Exercise aim:
Only the lines from the one containing "Annotation task — annotate the main" through the last line below should be written out, exactly and with both ends kept.

======== Records to use

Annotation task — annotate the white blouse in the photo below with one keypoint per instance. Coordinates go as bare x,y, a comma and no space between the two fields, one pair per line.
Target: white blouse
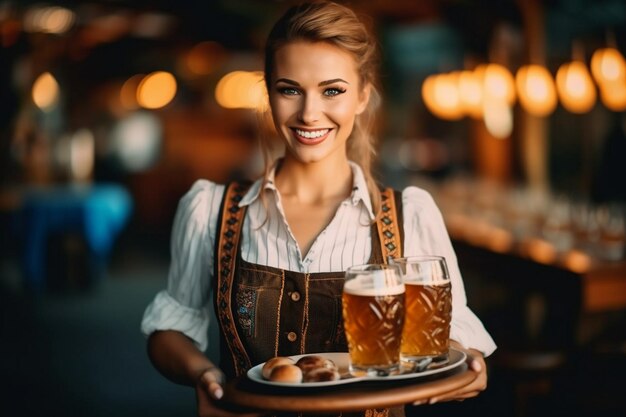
184,305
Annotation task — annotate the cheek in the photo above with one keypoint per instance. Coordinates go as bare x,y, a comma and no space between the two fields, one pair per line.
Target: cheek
280,111
344,112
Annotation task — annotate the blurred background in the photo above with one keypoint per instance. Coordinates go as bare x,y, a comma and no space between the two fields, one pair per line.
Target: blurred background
511,113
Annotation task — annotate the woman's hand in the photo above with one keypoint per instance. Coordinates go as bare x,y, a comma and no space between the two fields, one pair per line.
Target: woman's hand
476,363
208,391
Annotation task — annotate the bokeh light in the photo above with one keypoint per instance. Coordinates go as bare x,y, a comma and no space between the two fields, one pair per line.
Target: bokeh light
575,87
536,90
242,90
45,91
156,90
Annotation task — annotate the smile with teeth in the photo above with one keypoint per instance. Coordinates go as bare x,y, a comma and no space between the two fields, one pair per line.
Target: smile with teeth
313,134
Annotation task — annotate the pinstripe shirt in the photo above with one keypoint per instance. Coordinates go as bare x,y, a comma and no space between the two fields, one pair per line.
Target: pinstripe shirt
184,305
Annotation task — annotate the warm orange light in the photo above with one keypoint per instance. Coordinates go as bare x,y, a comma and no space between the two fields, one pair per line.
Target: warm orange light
498,83
242,90
498,117
128,92
441,96
45,91
613,95
471,93
156,90
608,66
49,19
575,87
535,89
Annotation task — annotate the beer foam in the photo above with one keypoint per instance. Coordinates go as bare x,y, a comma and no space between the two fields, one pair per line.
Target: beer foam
420,281
369,287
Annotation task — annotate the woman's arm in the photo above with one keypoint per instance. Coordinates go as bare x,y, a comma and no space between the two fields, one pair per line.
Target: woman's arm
176,357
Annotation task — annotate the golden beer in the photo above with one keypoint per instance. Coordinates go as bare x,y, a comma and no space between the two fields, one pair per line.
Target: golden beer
426,331
373,320
427,322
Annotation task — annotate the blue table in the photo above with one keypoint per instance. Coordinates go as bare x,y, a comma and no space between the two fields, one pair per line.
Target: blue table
97,212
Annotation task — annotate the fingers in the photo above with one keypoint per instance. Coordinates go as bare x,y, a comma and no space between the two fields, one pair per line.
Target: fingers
212,380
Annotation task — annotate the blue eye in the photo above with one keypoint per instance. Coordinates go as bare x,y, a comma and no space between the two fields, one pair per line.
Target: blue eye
331,92
288,91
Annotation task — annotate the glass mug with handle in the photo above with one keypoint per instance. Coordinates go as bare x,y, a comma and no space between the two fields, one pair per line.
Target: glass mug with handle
426,334
373,314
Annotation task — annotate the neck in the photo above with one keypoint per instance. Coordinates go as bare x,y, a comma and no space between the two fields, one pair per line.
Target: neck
312,183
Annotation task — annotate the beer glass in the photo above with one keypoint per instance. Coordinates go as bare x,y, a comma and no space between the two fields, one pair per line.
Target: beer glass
426,333
373,314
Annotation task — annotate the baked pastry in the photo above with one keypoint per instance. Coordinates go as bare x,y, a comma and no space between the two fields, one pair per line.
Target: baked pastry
310,362
321,374
286,373
266,371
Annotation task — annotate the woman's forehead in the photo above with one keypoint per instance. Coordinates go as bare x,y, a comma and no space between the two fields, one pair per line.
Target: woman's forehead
314,60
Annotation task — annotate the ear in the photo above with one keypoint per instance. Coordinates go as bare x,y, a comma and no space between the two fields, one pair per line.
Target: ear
364,98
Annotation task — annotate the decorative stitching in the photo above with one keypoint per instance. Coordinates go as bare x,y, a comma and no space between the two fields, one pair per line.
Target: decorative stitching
280,302
387,225
305,321
246,307
230,228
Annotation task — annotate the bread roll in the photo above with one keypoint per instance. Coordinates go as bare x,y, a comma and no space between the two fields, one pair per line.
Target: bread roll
286,373
321,374
309,362
266,371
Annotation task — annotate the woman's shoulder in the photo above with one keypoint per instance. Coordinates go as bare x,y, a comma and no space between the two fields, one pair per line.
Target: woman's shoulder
416,197
201,201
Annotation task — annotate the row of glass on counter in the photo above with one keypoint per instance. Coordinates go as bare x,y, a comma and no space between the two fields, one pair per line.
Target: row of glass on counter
547,227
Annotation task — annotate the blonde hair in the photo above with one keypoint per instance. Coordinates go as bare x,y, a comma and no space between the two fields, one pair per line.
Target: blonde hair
325,21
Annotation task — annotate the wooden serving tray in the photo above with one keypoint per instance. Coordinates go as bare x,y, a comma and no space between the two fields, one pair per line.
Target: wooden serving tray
245,394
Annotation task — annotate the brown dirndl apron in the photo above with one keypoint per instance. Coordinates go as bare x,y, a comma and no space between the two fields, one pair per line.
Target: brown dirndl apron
265,312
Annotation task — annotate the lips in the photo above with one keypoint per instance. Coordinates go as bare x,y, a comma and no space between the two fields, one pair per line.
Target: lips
309,136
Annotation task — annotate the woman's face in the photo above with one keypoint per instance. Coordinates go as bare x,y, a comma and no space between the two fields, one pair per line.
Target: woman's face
315,96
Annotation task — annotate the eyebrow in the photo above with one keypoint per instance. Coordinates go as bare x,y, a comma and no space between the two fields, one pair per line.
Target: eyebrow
321,84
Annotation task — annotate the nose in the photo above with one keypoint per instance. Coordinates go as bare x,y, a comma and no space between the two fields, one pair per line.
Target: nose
309,110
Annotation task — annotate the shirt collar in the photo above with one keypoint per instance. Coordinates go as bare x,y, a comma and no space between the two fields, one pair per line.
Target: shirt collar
359,189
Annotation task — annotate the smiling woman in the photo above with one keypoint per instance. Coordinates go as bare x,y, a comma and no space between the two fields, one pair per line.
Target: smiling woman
273,254
315,95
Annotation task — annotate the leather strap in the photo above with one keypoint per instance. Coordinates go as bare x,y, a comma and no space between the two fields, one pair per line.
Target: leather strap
389,231
227,243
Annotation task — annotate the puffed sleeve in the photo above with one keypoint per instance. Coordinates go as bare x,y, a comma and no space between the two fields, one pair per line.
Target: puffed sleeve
183,306
426,234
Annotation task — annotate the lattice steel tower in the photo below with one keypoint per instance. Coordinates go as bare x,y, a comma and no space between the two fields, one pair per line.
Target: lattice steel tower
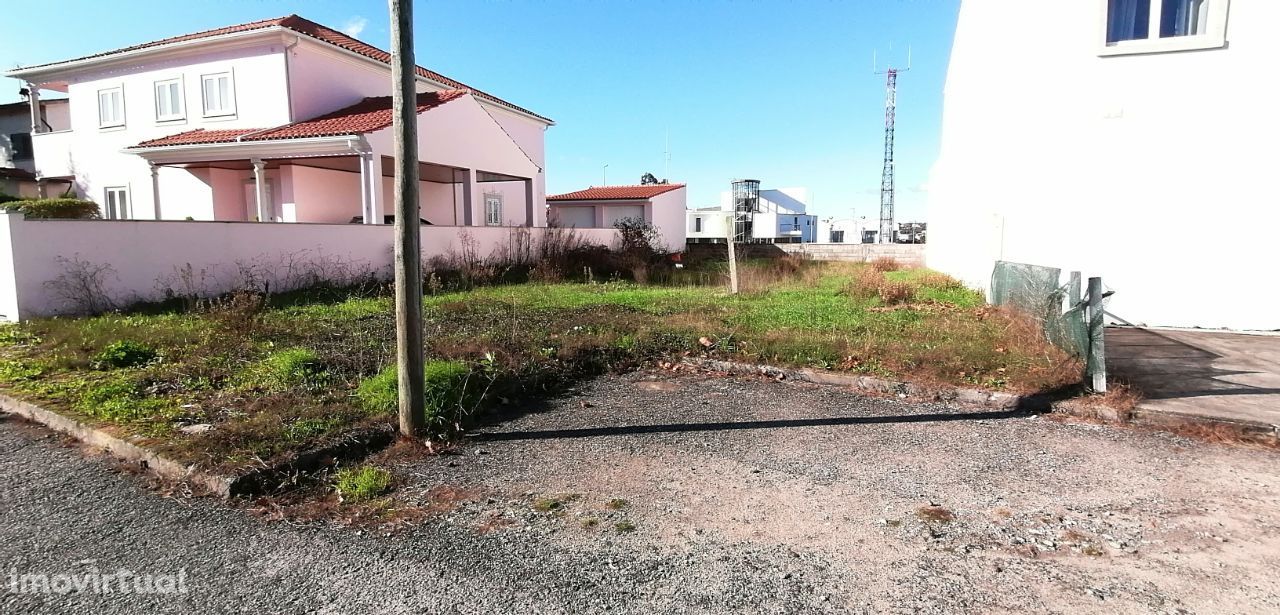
887,235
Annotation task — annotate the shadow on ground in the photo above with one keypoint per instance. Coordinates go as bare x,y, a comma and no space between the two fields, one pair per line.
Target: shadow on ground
1164,368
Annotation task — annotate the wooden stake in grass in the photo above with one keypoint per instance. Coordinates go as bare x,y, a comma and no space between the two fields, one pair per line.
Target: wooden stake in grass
732,258
408,251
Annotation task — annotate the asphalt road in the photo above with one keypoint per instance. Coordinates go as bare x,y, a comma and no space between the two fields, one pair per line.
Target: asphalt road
748,496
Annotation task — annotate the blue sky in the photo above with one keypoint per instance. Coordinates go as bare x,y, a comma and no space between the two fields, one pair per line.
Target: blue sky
781,91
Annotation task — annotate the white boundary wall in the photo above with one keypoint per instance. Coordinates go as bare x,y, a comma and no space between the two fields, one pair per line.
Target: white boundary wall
141,259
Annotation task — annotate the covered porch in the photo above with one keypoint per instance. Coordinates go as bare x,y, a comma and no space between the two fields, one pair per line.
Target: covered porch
338,169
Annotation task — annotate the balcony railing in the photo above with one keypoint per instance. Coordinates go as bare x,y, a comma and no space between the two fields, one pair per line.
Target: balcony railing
53,153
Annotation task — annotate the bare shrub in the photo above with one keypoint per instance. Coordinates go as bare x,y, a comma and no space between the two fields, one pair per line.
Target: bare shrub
300,270
864,283
519,249
872,283
464,268
894,292
82,286
886,264
759,276
935,279
640,246
237,311
186,283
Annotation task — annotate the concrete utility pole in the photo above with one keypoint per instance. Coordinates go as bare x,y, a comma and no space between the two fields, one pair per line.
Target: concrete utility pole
732,256
408,250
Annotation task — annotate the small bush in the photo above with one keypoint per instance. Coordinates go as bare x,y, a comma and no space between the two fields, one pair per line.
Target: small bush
55,208
123,354
287,369
120,399
446,390
16,370
360,484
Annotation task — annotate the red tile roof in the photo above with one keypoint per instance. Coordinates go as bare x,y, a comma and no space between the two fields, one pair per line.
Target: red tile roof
368,115
617,192
199,136
316,31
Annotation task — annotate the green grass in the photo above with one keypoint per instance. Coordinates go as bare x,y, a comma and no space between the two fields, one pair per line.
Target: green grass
446,385
274,377
361,484
286,369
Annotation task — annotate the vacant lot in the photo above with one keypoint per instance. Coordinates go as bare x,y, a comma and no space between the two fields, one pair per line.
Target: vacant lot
250,378
649,493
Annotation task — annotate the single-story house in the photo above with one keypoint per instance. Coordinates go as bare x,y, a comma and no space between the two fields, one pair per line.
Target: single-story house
600,206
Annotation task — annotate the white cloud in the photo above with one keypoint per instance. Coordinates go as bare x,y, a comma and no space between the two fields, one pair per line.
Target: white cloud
355,26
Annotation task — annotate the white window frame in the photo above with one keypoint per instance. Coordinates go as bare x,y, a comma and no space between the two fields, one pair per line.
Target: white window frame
181,113
119,121
117,213
231,94
493,215
1212,37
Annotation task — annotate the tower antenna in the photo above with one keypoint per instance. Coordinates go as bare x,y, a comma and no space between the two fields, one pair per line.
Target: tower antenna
886,233
666,156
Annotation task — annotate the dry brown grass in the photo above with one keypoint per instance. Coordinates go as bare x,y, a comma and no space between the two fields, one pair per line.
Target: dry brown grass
938,281
762,276
886,264
871,282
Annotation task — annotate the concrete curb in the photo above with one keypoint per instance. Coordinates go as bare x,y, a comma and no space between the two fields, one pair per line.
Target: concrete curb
996,400
1166,419
225,486
122,450
880,386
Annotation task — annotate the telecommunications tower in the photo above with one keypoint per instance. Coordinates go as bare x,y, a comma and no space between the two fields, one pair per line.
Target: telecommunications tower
887,235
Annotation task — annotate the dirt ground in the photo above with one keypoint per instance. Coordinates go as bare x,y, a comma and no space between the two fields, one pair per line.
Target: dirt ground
876,505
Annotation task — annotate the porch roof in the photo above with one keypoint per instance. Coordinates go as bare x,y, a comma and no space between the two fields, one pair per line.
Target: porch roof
292,23
368,115
617,192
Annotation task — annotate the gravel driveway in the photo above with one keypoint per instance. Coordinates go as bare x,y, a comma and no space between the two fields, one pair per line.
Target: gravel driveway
686,493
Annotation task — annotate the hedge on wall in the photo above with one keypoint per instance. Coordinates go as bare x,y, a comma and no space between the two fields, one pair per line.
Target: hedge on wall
55,208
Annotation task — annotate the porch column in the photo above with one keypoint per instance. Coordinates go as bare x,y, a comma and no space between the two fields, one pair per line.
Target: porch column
469,196
366,187
376,195
529,203
260,190
37,122
155,190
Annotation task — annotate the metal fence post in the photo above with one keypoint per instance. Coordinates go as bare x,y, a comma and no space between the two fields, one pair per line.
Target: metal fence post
1097,360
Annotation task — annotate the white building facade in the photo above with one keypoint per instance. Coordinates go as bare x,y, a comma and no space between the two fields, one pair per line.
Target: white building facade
781,218
279,121
1098,135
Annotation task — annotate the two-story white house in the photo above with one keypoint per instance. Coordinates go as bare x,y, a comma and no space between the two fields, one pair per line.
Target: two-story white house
1100,135
283,121
17,158
780,217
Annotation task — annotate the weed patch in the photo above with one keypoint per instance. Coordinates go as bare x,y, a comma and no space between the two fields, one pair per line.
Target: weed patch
124,354
361,484
287,369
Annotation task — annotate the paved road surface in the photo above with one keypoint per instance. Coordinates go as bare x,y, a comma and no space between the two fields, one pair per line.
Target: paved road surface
810,506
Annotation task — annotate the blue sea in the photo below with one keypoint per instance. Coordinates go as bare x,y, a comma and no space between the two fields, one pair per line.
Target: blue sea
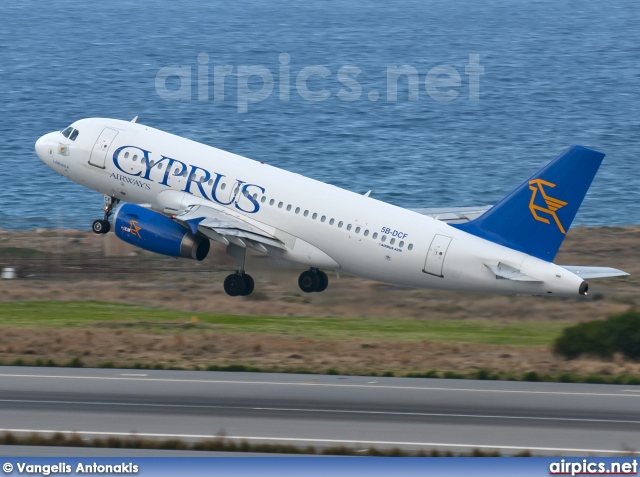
493,91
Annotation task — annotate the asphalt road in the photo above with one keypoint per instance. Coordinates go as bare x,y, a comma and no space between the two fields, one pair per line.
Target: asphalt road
456,415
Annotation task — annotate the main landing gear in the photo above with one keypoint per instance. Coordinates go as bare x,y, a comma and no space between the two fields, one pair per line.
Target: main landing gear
313,280
239,283
104,226
242,284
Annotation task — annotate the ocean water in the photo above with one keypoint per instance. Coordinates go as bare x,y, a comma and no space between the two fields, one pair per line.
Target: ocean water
554,74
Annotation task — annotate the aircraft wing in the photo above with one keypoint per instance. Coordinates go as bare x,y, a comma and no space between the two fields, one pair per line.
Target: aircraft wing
454,215
223,227
594,272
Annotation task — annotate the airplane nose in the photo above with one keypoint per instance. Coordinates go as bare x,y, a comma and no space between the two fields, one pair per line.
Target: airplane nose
41,148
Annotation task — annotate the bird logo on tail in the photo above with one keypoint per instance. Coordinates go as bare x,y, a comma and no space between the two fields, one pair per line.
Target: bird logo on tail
552,205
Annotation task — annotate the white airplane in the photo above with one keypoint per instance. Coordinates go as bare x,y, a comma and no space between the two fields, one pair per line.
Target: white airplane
176,195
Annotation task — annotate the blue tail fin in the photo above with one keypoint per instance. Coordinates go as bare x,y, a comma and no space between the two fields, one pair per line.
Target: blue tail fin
535,217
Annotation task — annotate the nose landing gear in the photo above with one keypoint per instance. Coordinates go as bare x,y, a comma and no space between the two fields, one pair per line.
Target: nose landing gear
103,226
313,280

================

Correct response:
Annotation task — annotate the main landing gear in the photo above with one keypoint per instance. Coordinates go as bare x,y, a comma and no space between the two fields, one pair per line.
Target: main landing gear
313,280
239,283
104,226
242,284
Annotation task — annotate the ocean water in the photo above with one keypoint per instance. Coordinates go as bare x,y, a comma and no space between the two fields, one pair per line.
Target: ocean water
554,74
Annotation task — annotate the aircraft wing in the photo above with one keypoint per instance. Coordinates go as bare x,y, a comma and no space between the two fields, one pair per line.
Target: aircraft wing
454,215
223,227
594,272
Annotation task — annotate the airplane nose in the photo above with one keypoint per instance. Coordinates go as bare x,y, a comma and no space between the two fields, one pair per line.
Target: airplane nose
41,148
Annotation task — annotate the bird logo on tail in the photo above with one keypoint per instance. Coordinates go as bare x,y, a comma and no space between the two fields, one pair per line.
Target: bird logo on tail
552,205
Annotation task — annotate the white airplane in the photo above with one keypoint per instance. Coordinates go as bare x,y, a comma and no space between the two fields, one pair per line.
Target: white airplane
176,195
Annotation task — annotate the blue tail fin in the photo above with one keypoint per instance. Coordinates go as bare x,y, a comma and no space between the two fields, one pair per line.
Target: blue tail fin
535,217
Annotation task — annotate the nose landing gear in the photo above with one keypoint per instance. Coordinates go as bare x,y, a comma and no space between the two fields, one pair per line.
Target: nose landing gear
103,226
313,280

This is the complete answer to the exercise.